## EXCERPT
▬▬▬

Terms and Conditions for Delivery and Payment



I. GENERAL POINTS
1. All deliveries and services are carried out exclusively subject to our conditions for delivery and payment set out below. This shall also apply to any amendments to the contract. These conditions also apply to all subsequent contracts, even if no direct reference is made to these conditions, unless the purchaser is not a merchant within the meaning of the German Commercial Code (“Handelsgesetzbuch” - HGB). Our representatives are not authorised to agree conditions that differ from the present conditions for delivery and payment.
2. Confirmations from the customer that include references to its general terms and conditions for business are hereby dismissed; they may only count as part of the contract if we specifically acknowledge them, in writing. This requirement for our acknowledgement shall apply in all cases, including for example if we have knowledge of the customer’s general terms and conditions for business and make an unconditional delivery to that customer.
3. The contract between us and the customer only becomes legally binding once the job (offer, order, etc) has been confirmed by us in writing, or that delivery of the goods to the customer has been announced.

II. OFFERS AND PRICES
1. Our offers are subject to confirmation.
2. Our “ex works” prices include the cost of loading. “Free site” prices do not include off-loading for which can therefore be driven on made-up roads. For smaller quantities, the cost of transport is calculated on the basis of the corresponding all-in freight costs. The applicable all-in freight costs are posted up and may be sent to the customer in writing on request.

▬▬▬

## CHALLENGES
- 1) Copy the passage of the delivery and payment terms from "2. Confirmations from" to "to that customer." word for word.
- 2) How many lines in the records contain the string "flower"? Case matters. Reply with the number alone.

▬▬▬

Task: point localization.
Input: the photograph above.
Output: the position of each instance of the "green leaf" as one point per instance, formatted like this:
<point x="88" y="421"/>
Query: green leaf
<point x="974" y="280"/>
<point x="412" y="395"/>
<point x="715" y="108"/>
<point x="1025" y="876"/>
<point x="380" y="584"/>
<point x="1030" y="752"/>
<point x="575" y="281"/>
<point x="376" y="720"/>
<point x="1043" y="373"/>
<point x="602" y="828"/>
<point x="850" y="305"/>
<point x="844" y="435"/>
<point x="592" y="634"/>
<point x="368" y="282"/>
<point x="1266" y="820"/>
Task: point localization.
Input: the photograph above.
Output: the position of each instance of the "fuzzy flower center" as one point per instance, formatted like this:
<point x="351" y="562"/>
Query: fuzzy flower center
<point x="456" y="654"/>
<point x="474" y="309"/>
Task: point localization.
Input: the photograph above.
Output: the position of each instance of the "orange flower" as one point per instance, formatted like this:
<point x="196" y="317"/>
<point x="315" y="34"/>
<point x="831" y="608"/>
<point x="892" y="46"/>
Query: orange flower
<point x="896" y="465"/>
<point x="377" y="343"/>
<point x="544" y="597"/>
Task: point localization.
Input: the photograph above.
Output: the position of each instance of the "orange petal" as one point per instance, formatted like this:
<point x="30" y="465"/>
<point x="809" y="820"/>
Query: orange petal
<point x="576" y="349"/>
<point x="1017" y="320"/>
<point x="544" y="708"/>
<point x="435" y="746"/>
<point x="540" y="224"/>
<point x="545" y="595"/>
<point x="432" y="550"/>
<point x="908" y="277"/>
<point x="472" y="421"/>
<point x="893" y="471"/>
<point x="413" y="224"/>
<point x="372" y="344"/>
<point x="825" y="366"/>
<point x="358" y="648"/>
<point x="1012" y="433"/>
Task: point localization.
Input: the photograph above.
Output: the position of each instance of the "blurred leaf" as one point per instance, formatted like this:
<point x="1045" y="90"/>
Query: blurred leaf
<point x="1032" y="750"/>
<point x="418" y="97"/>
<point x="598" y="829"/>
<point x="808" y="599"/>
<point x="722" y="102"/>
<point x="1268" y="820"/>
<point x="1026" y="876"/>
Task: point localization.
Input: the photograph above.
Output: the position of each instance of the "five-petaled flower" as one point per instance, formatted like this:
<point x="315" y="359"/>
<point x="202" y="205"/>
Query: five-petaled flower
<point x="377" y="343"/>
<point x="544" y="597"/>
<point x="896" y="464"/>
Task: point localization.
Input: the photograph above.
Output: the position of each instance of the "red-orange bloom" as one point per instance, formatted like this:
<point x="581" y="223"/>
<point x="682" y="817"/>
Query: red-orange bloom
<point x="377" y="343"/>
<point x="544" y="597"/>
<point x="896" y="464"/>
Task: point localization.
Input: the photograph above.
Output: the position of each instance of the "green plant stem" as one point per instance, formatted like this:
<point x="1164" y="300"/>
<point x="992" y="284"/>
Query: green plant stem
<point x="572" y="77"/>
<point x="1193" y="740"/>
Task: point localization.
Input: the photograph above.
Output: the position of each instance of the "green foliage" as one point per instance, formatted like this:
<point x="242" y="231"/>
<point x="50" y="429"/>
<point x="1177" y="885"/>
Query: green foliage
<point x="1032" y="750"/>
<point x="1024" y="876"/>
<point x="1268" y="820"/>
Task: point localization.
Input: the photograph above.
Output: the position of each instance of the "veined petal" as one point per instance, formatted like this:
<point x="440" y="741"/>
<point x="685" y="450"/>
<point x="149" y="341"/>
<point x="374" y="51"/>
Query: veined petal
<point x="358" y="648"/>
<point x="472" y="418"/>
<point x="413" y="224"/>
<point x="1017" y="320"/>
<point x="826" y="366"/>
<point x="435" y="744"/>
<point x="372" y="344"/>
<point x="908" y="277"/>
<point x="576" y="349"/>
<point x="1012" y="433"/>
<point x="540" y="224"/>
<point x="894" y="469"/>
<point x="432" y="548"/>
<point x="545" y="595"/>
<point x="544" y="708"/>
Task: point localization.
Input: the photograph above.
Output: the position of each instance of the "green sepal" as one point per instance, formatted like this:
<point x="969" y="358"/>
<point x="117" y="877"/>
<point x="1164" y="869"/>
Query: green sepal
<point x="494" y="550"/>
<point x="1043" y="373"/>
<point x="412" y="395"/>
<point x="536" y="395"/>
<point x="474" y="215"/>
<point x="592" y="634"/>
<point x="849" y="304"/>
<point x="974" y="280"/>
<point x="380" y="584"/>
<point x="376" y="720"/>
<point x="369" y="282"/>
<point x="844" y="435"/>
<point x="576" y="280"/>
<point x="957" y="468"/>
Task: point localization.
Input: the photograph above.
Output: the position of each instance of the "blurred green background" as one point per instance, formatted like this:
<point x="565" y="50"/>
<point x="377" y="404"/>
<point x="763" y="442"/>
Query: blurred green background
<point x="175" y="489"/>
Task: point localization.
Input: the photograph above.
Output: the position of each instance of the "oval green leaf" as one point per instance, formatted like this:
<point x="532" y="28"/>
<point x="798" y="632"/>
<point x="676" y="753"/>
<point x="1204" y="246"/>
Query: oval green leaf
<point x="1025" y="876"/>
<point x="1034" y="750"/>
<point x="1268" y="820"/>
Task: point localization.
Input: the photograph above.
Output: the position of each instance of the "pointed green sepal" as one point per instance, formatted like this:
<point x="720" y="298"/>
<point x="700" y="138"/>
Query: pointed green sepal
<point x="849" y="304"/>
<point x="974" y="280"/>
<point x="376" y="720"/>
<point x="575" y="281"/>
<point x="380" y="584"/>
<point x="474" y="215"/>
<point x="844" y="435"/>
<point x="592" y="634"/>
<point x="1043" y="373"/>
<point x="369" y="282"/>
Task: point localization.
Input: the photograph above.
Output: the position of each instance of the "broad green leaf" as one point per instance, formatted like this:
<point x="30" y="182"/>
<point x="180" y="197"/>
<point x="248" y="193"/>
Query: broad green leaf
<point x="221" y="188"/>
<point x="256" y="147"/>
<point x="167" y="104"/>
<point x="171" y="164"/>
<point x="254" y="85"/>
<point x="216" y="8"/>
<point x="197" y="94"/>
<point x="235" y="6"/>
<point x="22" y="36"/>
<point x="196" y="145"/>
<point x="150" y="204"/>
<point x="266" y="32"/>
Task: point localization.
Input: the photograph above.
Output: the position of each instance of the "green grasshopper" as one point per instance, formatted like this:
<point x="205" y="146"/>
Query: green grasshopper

▬▬▬

## TASK-BY-TASK RESULTS
- 1)
2. Confirmations from the customer that include references to its general terms and conditions for business are hereby dismissed; they may only count as part of the contract if we specifically acknowledge them, in writing. This requirement for our acknowledgement shall apply in all cases, including for example if we have knowledge of the customer’s general terms and conditions for business and make an unconditional delivery to that customer.

- 2) 6